ASIF PERVAIZ

Asif PervaizAsif Pervaiz (39), a Christian father of four from Lahore in northeast Pakistan, was accused of sending blasphemous text messages in October 2013 and has been in prison ever since. In September 2020, he was sentenced to death under Pakistan’s notorious blasphemy laws. His lawyer filed an appeal.

LATEST NEWS (MARCH 2024): Asif was reported to be suffering from kidney and heart problems.

On 2 October 2013, a Muslim named Saeed Ahmed Khokar accused Asif of sending several blasphemous text messages to his phone. Khokar was Asif’s supervisor in a garment factory named Shami Textile in Lahore’s Youhanabad neighbourhood. Asif says Khokhar put him under constant pressure to renounce his Christian faith and convert to Islam, and falsely accused him because of his resistance. He said that due to constant harassment he was forced to leave his job at the factory but that Khokhar continued to hound him after he set up a small business manufacturing clothes.

Asif said he had lost his SIM card some days before the texts were received but did not request the company to deactivate it. He said Khokhar used the lost SIM card to send the blasphemous texts to his own number and then made the accusation.

Police registered a First Information Report and as soon as Asif heard about the accusation he went into hiding. Police spent a week searching for him and on 9 October 2013 they arrested several of his relatives, including two brothers-in-law and his mother Naseem Akhtar. His mother said police told her they would kill Asif when they found him unless she helped them find him. She led them to the home of his brother Waseem Anwar and they beat him until he confessed to knowing where Asif was hiding.

On 10 October 2013 police arrested Asif and registered blasphemy charges against him under sections 295-A, 295-B and 295-C of the Pakistan Penal code at Green Town Police Station in Lahore. Section 295-C deals with defamation of the prophet Mohammed and carries a mandatory death sentence.

He was imprisoned in Lahore District Jail, where he waited almost seven years for his case to come to trial. In the jail he shared a small cell with two Muslims who, he said, “create a big harm and they don’t allow me to sleep”. He was permitted to have a Bible and read it nine times during his imprisonment in Lahore. He read the Bible daily with a blind Christian prisoner named Inderyas (Andrew), also a victim of the blasphemy laws, who became Asif’s “student”.

Sentenced to death

On 8 September 2020 Judge Mansoor Ahmed Qureshi of the Additional Sessions Court in Lahore ruled that Asif would first serve a three-year prison term for phone misuse, be fined 50,000 rupees (approximately €250) and be “hanged by his neck till his death”.

On 9 September Asif’s lawyer Saiful Malook, who also represented Asia Bibi, tweeted: “Asif Pervaiz sentenced to death by trial court at Lahore for committing blasphemy although there was no such evidence.” The lawyer filed an appeal at the Lahore High Court on 14 September.

* _GIVEN MATERIAL_:

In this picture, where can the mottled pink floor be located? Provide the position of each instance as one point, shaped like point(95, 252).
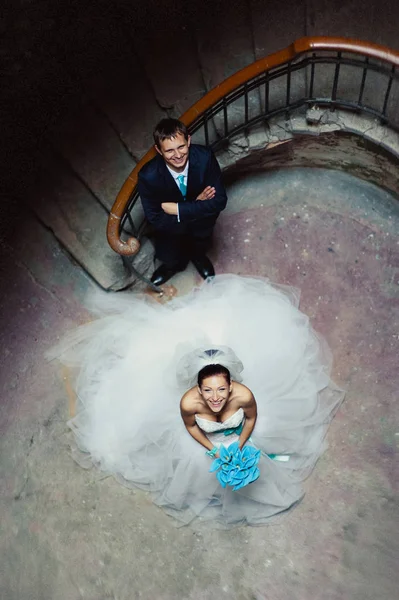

* _TASK_: According to the text about Asif Pervaiz, how many times did he read the Bible while imprisoned in Lahore? Please answer in one sentence.

* _TASK RESPONSE_: He read the Bible nine times during his imprisonment in Lahore.